*Work to complete*: All lines with the word "foliage" must be pulled from the entries below.

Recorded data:
·····
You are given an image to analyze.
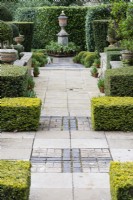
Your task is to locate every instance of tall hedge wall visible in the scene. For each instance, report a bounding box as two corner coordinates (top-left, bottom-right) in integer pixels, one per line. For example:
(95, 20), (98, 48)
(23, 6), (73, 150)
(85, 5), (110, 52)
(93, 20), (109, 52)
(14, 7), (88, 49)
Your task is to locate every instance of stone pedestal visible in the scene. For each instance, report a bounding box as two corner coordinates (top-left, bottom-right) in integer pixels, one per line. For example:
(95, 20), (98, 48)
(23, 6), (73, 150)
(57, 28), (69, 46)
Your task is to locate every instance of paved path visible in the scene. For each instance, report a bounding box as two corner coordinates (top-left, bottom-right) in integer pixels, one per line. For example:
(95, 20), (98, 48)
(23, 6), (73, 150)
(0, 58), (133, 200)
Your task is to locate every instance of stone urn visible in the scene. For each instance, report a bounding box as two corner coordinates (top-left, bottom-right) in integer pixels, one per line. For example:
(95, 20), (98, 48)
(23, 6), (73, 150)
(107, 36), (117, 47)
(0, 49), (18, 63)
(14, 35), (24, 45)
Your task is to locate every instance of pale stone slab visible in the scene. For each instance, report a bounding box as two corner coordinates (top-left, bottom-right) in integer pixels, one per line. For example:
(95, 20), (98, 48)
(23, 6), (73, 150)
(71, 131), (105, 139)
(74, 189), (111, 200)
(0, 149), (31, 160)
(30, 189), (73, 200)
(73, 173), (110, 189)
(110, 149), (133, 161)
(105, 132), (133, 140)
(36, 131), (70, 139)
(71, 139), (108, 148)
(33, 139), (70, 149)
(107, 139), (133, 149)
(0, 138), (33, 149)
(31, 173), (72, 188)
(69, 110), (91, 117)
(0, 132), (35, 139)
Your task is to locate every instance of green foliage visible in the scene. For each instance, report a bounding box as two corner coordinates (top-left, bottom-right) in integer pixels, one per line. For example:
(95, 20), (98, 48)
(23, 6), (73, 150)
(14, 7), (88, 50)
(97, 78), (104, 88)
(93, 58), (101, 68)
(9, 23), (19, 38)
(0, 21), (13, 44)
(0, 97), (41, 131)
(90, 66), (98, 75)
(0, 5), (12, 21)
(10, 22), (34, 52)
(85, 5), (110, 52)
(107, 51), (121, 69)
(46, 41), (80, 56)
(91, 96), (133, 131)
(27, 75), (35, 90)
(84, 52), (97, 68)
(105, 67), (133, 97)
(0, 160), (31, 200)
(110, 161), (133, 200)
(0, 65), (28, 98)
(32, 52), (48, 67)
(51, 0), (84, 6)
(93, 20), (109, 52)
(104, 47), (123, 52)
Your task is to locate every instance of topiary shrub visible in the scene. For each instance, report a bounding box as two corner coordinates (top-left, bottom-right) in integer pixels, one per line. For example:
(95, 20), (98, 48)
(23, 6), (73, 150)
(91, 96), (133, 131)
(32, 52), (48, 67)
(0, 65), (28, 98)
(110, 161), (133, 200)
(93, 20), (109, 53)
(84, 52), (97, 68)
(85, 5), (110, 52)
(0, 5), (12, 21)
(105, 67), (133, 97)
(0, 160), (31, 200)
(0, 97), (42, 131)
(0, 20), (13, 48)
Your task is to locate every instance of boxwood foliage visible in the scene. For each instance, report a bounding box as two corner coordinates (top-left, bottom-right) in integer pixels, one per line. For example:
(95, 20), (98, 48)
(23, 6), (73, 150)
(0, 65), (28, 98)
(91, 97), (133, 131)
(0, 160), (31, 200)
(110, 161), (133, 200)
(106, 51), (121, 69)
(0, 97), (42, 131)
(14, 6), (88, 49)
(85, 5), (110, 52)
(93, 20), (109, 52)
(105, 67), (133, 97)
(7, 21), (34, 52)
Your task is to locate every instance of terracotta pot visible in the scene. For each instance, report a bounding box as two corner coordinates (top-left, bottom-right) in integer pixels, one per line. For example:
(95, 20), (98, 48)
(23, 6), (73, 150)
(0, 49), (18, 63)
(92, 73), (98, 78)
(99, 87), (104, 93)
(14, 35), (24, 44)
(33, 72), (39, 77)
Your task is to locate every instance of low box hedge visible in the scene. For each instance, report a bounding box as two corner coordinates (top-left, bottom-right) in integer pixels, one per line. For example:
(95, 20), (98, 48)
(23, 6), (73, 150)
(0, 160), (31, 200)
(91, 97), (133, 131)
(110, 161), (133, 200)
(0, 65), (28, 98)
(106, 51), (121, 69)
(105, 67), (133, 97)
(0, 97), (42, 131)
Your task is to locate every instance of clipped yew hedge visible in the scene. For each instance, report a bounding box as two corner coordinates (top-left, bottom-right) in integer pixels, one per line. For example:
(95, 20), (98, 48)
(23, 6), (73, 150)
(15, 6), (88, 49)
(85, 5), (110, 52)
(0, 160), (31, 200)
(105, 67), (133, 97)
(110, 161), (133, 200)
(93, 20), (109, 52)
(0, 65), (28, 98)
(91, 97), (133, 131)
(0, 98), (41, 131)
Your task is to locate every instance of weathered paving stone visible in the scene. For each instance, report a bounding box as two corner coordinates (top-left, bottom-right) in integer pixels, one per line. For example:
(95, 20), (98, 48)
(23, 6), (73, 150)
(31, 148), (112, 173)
·····
*Answer to this problem*:
Your task is to locate every instance of green foliage visible in the scene. For each instance, report a bounding box as two corner coordinates (top-left, bottom-right) in integer pixels, one per line. For example:
Your task is to locate every instance of boxwood foliage visible in the scene. For each instance, report a bounding box as two corner coordinates (top-left, bottom-right) in integer pixels, one per line. For example:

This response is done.